# Page excerpt:
════════════════

Bangladeshi language activis (1929–2024)

Mohammad Abdul Gafur (19 February 1929 – 27 September 2024) was a Bangladeshi journalist, teacher, writer and language activist of the Bengali language movement that took place in the erstwhile East Pakistan (currently Bangladesh) to make Bengali one of the state languages of Pakistan. He was one of the noted members of Tamaddun Majlish, an Islamic cultural organization which played a vital role at the start of the movement.

In recognition of his contributions to the language movement, he was awarded Ekushey Padak by the Government of Bangladesh in 2005.

==Life and career==
Abdul Gafur was born on 19 February 1929 in Pangsha thana of Greater Faridpur District (now Rajbari District of Bangladesh) during the time of British Raj to Haji Habil Uddin Munshi and Shukurunnesa Khatun. He completed his secondary education in 1945 from the local Maizuddin High Madrasa and higher secondary from Kabi Nazrul Government College in 1947. Later he was admitted to the Bengali language and literature department of Dhaka University. Including him, there were only three students in his department. The other two were Nurul Islam Patwari and Momtaz Begum.

When the Language Movement started, he took part in the movement as an enthusiastic activist and this slowed down his educational life. Later, he obtained his post-graduate degree from the Social Welfare Department of the same university in 1962.

Abdul Gafur died on 27 September 2024, at the age of 95.He was a life member of Bangla Academy. He played role in organizing Nazrul Academy and also translating different books through Islamic Foundation. In his time ( of working as Research Publication Director 1979 - 1986) Islamic Foundation published many books both original and translated.

════════════════

# Problems to solve:
a - Answer each question from the excerpt on Mohammad Abdul Gafur:
(i) In what year did the Government of Bangladesh award him the Ekushey Padak?
(ii) To which department of Dhaka University was he first admitted?
(iii) From which department did he obtain his post-graduate degree, and in what year?
b - Duplicate the stretch of the excerpt on Mohammad Abdul Gafur from "Mohammad Abdul Gafur" through "Bangladesh in 2005.".
c - Render this sentence from the excerpt on Mohammad Abdul Gafur in Spanish: "In recognition of his contributions to the language movement, he was awarded Ekushey Padak by the Government of Bangladesh in 2005."
None of the items has any bearing on the tasks.

# Source data:
════════════════

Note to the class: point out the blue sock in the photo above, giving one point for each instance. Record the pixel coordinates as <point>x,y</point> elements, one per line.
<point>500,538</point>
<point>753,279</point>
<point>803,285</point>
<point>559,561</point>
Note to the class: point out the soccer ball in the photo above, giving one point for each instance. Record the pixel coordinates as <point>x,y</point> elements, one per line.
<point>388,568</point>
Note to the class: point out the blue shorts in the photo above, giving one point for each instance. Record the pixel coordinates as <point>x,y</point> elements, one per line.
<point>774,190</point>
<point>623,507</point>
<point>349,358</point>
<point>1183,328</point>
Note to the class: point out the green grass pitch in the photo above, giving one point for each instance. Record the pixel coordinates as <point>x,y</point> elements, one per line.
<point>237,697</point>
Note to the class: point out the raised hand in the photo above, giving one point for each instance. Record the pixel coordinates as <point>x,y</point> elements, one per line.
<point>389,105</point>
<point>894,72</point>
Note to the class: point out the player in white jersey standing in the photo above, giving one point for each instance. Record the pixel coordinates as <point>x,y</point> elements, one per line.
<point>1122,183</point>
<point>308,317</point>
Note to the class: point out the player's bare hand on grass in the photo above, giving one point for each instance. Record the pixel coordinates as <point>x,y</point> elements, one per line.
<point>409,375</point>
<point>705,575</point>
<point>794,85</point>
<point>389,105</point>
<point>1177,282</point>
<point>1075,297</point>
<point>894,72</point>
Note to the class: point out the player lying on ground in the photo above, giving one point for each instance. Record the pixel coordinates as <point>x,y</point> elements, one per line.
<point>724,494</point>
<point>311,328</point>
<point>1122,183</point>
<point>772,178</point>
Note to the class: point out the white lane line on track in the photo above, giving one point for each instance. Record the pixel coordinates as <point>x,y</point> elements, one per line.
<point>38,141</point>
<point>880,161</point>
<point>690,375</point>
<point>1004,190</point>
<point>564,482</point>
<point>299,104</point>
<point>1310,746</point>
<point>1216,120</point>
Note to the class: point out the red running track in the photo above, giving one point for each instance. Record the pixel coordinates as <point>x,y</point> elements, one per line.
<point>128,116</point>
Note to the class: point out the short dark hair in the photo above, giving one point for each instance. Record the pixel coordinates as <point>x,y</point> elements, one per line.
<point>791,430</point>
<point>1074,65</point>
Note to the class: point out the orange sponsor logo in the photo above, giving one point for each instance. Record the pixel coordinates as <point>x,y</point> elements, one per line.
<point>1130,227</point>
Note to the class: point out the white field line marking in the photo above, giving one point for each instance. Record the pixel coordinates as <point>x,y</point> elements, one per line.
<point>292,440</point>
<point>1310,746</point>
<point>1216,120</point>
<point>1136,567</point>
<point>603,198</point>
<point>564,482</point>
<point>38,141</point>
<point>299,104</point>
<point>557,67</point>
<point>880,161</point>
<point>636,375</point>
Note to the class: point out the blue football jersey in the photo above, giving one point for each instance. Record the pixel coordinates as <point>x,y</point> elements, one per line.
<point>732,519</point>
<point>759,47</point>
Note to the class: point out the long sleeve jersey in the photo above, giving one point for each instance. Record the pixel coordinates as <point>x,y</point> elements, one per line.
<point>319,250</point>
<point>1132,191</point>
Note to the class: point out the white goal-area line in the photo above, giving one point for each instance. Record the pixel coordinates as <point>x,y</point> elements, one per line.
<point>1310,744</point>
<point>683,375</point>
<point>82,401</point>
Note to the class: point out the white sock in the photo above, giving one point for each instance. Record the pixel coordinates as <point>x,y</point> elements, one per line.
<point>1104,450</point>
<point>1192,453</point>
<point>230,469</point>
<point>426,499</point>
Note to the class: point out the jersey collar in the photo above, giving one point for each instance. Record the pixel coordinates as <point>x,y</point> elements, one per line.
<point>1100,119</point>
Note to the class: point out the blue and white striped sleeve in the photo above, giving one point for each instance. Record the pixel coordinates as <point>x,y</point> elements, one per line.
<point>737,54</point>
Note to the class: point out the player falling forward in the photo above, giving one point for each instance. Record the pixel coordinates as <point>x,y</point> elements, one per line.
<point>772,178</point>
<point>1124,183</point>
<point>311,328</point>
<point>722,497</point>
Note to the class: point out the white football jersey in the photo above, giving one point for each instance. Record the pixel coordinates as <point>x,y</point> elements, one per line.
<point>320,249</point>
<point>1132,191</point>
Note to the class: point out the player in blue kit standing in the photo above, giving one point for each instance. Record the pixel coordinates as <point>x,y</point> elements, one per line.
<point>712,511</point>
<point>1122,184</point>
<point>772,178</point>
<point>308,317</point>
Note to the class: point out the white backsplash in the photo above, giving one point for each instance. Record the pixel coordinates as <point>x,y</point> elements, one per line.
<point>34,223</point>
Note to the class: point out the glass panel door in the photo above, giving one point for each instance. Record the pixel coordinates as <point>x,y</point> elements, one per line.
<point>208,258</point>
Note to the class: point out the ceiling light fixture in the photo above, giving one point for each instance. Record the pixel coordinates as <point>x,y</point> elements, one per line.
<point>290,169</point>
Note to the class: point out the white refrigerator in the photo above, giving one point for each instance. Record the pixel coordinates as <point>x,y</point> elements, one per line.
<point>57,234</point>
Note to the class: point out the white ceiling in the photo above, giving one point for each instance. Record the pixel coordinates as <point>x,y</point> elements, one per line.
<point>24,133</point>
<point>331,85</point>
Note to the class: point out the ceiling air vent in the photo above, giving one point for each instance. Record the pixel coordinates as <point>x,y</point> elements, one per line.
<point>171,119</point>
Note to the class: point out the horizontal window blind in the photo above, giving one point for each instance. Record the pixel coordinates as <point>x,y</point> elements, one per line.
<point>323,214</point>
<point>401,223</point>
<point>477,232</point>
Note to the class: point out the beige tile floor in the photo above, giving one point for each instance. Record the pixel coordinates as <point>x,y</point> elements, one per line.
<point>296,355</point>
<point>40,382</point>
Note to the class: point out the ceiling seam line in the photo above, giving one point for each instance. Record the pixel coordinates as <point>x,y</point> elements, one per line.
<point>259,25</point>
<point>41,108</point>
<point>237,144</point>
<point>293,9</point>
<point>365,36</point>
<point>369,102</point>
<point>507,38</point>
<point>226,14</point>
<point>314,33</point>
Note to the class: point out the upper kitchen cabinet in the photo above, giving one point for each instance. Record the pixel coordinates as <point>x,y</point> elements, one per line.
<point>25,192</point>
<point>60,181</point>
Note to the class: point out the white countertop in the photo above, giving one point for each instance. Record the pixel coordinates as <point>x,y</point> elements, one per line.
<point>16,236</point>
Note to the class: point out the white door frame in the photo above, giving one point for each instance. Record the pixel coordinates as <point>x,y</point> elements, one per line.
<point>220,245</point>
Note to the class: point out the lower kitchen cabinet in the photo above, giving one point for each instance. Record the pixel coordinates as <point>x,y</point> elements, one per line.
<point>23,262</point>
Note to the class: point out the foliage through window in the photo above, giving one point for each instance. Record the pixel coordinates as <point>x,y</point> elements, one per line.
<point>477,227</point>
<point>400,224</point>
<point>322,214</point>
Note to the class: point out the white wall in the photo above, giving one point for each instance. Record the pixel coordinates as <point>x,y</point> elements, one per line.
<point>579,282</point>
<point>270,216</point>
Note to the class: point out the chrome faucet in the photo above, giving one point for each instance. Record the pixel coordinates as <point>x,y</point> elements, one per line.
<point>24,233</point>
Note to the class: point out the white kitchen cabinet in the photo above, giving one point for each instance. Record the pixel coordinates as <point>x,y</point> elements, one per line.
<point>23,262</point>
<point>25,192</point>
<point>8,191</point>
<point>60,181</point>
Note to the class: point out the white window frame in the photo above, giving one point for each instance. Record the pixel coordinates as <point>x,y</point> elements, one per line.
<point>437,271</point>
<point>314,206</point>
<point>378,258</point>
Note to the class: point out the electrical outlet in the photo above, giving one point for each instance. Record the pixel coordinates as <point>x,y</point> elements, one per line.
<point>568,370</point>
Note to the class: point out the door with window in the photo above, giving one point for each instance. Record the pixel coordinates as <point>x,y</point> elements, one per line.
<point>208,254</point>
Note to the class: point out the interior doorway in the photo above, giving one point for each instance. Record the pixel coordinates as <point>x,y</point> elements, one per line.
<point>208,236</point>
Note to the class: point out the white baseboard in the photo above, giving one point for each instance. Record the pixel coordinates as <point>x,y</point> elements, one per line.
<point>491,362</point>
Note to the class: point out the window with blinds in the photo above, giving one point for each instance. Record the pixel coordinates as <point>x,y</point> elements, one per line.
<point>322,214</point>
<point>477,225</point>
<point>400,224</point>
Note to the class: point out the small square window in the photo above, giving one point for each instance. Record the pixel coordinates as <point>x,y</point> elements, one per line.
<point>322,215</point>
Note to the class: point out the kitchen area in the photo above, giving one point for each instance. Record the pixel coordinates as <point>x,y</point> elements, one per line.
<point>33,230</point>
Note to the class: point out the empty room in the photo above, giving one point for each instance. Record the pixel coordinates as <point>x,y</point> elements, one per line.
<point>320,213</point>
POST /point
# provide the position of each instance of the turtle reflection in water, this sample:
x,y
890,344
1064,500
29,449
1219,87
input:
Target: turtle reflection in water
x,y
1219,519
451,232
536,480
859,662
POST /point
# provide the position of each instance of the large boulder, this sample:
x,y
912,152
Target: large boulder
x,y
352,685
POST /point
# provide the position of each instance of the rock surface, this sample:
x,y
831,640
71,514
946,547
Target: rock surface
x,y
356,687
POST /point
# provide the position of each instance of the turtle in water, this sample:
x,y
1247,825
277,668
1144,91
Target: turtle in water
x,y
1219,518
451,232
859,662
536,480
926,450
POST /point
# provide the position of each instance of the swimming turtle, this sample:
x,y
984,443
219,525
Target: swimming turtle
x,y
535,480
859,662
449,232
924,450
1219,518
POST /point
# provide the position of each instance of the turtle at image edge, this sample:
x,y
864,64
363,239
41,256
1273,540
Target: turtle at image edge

════════════════

# Solutions to the tasks:
a -
(i) 2005
(ii) The Bengali language and literature department
(iii) The Social Welfare Department, in 1962

b -
Mohammad Abdul Gafur (19 February 1929 – 27 September 2024) was a Bangladeshi journalist, teacher, writer and language activist of the Bengali language movement that took place in the erstwhile East Pakistan (currently Bangladesh) to make Bengali one of the state languages of Pakistan. He was one of the noted members of Tamaddun Majlish, an Islamic cultural organization which played a vital role at the start of the movement.

In recognition of his contributions to the language movement, he was awarded Ekushey Padak by the Government of Bangladesh in 2005.

c - En reconocimiento a sus contribuciones al movimiento por la lengua, el Gobierno de Bangladés le otorgó el Ekushey Padak en 2005.